— Stated task 1 —
Reproduce the TMX Group press release passage from "TMX Group's 2009" up to and including "unless otherwise noted.", word for word.
** START Document passage **
Consolidated Financial Statements

TMX Group's 2009 audited consolidated financial statements have been prepared in accordance with Canadian generally accepted accounting principles (GAAP) and are reported in Canadian dollars. The financial information in this press release is in Canadian dollars unless otherwise indicated and is based on financial statements prepared in accordance with Canadian GAAP, unless otherwise noted.

TMX Group expects to file its 2009 audited consolidated financial statements and MD&A with Canadian securities regulators today, after which time the statements and related MD&A may be accessed through www.sedar.com, or on the TMX Group website at www.tmx.com. We are not incorporating information contained on the website in this press release. In addition, copies of these documents will be available upon request, at no cost, by contacting TMX Group Investor Relations by phone at (416) 947-4277 or by e-mail at shareholder@tsx.com.

Non-GAAP Financial Measures

Certain measures used in this press release do not have standardized meanings prescribed by Canadian GAAP and therefore are unlikely to be comparable to similar measures presented by other Canadian issuers.

"Initial listing fees billed" and "additional listing fees billed"
** END Document passage **
— Stated task 2 —
From the listing below, pick out every line that contains the string "silvery".
** START Supplied records **
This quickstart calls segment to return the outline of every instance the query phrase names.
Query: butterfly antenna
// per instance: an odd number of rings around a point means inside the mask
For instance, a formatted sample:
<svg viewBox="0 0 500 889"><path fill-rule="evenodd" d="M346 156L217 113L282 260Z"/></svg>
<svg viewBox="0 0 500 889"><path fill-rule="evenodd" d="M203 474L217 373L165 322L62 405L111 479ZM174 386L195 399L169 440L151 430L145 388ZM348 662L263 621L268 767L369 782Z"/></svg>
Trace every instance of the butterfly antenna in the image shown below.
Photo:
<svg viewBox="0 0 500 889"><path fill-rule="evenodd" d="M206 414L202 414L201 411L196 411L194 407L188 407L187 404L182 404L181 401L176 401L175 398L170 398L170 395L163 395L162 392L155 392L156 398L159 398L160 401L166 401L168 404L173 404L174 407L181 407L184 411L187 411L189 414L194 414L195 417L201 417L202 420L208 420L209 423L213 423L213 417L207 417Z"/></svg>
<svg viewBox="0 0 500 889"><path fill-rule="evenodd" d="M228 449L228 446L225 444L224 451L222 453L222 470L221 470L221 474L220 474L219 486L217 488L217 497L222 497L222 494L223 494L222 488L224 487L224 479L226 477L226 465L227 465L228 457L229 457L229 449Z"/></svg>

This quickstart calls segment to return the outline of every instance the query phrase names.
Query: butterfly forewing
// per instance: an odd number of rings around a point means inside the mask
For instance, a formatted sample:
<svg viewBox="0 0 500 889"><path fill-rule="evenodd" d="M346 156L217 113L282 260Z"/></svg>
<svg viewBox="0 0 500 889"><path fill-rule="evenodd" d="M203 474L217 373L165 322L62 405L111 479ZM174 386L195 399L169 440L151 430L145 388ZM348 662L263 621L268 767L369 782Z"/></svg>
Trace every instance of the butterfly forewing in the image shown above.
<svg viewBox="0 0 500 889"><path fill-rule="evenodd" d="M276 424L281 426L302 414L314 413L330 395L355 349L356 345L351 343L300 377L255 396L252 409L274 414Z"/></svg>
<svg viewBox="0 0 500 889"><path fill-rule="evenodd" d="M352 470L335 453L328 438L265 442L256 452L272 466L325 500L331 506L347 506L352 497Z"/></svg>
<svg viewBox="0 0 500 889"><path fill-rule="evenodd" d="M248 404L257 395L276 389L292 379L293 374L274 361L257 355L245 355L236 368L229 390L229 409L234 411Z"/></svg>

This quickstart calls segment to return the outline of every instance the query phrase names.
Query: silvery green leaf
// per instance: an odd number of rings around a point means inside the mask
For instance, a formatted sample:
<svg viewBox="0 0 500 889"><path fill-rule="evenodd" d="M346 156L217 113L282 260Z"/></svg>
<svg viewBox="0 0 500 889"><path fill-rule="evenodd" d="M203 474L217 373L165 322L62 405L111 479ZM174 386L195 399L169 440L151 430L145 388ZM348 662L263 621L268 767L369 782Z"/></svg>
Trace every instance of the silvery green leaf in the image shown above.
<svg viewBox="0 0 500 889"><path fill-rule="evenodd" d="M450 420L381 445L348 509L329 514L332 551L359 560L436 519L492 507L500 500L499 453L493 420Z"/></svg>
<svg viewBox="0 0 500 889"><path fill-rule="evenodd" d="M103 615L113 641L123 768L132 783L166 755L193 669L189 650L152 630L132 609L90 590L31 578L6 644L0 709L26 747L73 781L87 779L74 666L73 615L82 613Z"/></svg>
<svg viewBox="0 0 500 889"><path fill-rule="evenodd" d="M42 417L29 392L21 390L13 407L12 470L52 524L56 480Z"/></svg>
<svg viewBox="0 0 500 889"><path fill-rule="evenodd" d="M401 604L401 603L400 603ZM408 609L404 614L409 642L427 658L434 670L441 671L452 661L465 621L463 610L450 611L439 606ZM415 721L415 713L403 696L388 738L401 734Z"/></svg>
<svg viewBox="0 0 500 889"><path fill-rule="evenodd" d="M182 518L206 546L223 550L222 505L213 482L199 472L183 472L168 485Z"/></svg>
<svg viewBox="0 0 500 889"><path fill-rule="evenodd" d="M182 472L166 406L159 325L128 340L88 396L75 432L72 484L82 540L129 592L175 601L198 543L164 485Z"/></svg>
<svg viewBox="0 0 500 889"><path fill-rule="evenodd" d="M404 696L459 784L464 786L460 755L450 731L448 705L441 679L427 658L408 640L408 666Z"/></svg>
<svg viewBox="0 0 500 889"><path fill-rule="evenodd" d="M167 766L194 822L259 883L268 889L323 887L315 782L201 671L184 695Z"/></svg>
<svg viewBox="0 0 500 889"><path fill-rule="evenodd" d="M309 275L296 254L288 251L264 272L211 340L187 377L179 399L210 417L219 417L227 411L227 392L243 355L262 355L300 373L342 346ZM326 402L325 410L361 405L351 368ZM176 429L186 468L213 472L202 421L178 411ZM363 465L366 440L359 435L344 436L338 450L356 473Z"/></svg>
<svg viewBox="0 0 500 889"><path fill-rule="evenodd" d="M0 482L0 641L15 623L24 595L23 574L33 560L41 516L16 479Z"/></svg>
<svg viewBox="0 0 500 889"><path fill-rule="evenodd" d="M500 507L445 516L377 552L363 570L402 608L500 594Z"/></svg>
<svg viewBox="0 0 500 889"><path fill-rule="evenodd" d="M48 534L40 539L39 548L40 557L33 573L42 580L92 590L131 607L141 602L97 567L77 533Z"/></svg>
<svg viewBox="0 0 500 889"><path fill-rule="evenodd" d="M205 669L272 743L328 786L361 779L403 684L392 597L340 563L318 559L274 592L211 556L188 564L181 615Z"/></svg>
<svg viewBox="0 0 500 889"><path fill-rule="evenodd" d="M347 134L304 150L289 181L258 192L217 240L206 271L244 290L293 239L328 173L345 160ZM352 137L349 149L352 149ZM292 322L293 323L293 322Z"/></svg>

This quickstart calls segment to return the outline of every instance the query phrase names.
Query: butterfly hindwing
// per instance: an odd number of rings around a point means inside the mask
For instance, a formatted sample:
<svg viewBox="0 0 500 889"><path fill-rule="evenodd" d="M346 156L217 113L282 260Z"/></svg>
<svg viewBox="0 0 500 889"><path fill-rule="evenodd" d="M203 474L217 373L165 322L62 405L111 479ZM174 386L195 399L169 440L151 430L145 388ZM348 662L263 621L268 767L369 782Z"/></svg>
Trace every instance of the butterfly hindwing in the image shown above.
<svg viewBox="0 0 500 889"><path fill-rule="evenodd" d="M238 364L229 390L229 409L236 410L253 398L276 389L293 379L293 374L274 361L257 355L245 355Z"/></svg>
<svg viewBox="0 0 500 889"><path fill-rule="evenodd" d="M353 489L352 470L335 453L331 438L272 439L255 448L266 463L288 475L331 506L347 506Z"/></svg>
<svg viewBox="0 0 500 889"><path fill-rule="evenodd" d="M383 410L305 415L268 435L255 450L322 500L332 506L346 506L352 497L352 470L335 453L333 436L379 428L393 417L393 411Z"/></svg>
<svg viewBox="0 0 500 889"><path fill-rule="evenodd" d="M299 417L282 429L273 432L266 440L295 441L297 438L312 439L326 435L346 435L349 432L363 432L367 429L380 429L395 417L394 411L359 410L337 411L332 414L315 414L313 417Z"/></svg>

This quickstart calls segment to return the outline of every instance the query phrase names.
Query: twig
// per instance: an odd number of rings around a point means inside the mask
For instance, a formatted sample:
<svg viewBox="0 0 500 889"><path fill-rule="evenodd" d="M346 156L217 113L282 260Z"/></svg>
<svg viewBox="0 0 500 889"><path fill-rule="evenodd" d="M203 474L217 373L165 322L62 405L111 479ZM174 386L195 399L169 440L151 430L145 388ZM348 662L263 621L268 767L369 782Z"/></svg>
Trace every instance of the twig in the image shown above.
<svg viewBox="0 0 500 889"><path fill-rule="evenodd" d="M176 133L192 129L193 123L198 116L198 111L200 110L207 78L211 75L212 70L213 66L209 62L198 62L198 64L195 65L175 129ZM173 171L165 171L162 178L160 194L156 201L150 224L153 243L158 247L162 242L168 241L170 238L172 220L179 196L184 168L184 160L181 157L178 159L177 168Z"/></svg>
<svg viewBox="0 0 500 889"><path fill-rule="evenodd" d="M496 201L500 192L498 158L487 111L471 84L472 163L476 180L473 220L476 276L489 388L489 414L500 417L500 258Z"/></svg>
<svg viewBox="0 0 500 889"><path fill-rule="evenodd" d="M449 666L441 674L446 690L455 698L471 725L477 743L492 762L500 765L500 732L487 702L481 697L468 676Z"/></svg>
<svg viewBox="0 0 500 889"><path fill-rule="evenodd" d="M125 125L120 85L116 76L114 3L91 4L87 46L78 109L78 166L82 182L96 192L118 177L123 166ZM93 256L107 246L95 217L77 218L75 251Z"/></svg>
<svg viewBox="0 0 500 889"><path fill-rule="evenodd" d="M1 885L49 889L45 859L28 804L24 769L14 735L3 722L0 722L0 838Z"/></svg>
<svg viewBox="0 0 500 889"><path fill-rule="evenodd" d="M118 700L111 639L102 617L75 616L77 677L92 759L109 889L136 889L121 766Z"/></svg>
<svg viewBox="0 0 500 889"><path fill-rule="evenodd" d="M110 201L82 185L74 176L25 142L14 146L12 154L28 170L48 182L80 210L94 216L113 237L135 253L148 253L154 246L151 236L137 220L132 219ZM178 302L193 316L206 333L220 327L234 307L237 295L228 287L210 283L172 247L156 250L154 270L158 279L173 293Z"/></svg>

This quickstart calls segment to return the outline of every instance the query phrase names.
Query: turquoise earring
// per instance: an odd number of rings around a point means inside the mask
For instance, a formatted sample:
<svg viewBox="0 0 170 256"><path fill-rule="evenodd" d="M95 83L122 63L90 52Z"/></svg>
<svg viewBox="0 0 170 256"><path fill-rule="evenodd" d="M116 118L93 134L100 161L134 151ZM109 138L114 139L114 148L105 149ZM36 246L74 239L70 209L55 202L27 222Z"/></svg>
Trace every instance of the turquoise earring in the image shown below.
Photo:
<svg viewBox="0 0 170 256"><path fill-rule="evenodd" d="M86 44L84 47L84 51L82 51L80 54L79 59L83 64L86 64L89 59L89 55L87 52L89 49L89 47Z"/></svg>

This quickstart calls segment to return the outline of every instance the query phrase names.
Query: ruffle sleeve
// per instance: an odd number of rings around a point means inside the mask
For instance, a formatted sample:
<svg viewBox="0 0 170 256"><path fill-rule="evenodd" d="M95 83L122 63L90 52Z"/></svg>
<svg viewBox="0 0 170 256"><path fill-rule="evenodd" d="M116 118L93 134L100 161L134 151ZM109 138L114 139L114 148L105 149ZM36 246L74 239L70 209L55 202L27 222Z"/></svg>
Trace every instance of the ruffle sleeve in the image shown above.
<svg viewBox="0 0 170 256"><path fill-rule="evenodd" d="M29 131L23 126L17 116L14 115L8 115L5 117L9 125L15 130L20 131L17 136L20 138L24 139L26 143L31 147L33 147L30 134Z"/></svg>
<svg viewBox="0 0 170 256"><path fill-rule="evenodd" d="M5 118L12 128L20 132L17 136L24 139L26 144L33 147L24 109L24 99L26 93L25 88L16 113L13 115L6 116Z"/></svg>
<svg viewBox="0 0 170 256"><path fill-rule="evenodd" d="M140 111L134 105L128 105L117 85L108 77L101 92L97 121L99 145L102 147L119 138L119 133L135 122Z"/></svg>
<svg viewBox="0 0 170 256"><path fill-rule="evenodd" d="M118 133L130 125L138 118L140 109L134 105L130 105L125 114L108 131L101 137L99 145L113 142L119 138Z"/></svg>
** END Supplied records **
— Task result 1 —
TMX Group's 2009 audited consolidated financial statements have been prepared in accordance with Canadian generally accepted accounting principles (GAAP) and are reported in Canadian dollars. The financial information in this press release is in Canadian dollars unless otherwise indicated and is based on financial statements prepared in accordance with Canadian GAAP, unless otherwise noted.

— Task result 2 —
Query: silvery green leaf
Trace every instance of the silvery green leaf in the image shown above.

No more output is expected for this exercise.